• _What is required_: It is required that all of the data be written out exactly.

— Start of Supplied entries —

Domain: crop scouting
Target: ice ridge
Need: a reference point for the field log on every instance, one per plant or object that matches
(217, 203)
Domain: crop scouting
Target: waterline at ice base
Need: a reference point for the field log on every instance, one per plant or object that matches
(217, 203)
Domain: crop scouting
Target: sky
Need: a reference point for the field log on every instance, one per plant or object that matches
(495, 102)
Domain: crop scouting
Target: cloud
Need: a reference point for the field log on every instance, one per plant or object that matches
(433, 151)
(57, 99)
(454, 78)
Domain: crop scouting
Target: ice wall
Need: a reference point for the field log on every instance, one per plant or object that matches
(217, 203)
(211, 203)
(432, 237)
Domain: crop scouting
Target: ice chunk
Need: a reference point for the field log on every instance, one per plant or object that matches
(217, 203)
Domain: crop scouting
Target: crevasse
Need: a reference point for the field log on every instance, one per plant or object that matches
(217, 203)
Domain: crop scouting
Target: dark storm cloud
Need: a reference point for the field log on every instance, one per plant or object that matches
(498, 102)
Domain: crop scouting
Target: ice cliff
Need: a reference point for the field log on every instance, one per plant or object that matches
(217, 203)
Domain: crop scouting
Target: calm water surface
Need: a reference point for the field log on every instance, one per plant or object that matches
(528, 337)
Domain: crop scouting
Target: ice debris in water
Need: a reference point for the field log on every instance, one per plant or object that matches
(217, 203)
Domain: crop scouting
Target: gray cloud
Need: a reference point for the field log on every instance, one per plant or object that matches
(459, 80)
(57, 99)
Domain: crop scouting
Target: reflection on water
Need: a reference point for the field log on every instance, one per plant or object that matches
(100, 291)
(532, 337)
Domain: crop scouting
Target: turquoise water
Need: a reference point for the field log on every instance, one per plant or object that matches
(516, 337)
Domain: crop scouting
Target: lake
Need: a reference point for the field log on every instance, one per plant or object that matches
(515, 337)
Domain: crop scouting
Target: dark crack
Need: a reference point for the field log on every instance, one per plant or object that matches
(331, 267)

— End of Supplied entries —

• _Expected answer_:
Domain: crop scouting
Target: ice ridge
Need: a reference point for the field log on every instance, one per plant or object that matches
(217, 203)
Domain: crop scouting
Target: waterline at ice base
Need: a reference point for the field log on every instance, one per plant or object that matches
(217, 203)
Domain: crop scouting
Target: sky
Need: a reference point for the field log on every instance, one per plant or object that matches
(495, 102)
Domain: crop scouting
Target: cloud
Need: a reference point for the field log on every instance, one per plant or object that matches
(433, 151)
(57, 99)
(454, 78)
Domain: crop scouting
Target: ice wall
Need: a reference point for the field log on every instance, one per plant or object that matches
(217, 203)
(211, 203)
(432, 237)
Domain: crop scouting
Target: ice chunk
Need: a reference point for the field log on every instance, one per plant or object that matches
(217, 203)
Domain: crop scouting
Target: crevasse
Need: a reference point for the field log on every instance, one per plant or object that matches
(217, 203)
Domain: crop scouting
Target: dark storm cloud
Need: a reference point for the field log on every instance, one per plant or object that matches
(498, 102)
Domain: crop scouting
Target: ice cliff
Need: a reference point for the field log on every instance, one per plant or object that matches
(217, 203)
Domain: crop scouting
Target: calm water surface
Need: a reference point for the field log on every instance, one per plant or object that matches
(528, 337)
Domain: crop scouting
Target: ice debris in water
Need: a reference point for the field log on every instance, one per plant or object that matches
(217, 203)
Domain: crop scouting
Target: gray cloud
Need: a reference point for the field log on every instance, one per plant or object that matches
(459, 80)
(57, 99)
Domain: crop scouting
Target: reflection on water
Need: a reference point for the field log on every instance, one per plant or object that matches
(100, 291)
(532, 337)
Domain: crop scouting
Target: turquoise water
Need: a reference point for the field log on every instance, one per plant or object that matches
(516, 337)
Domain: crop scouting
Target: lake
Need: a reference point for the field log on every instance, one per plant or object that matches
(515, 337)
Domain: crop scouting
Target: dark crack
Need: a reference point for the field log on every instance, one per plant or object that matches
(331, 267)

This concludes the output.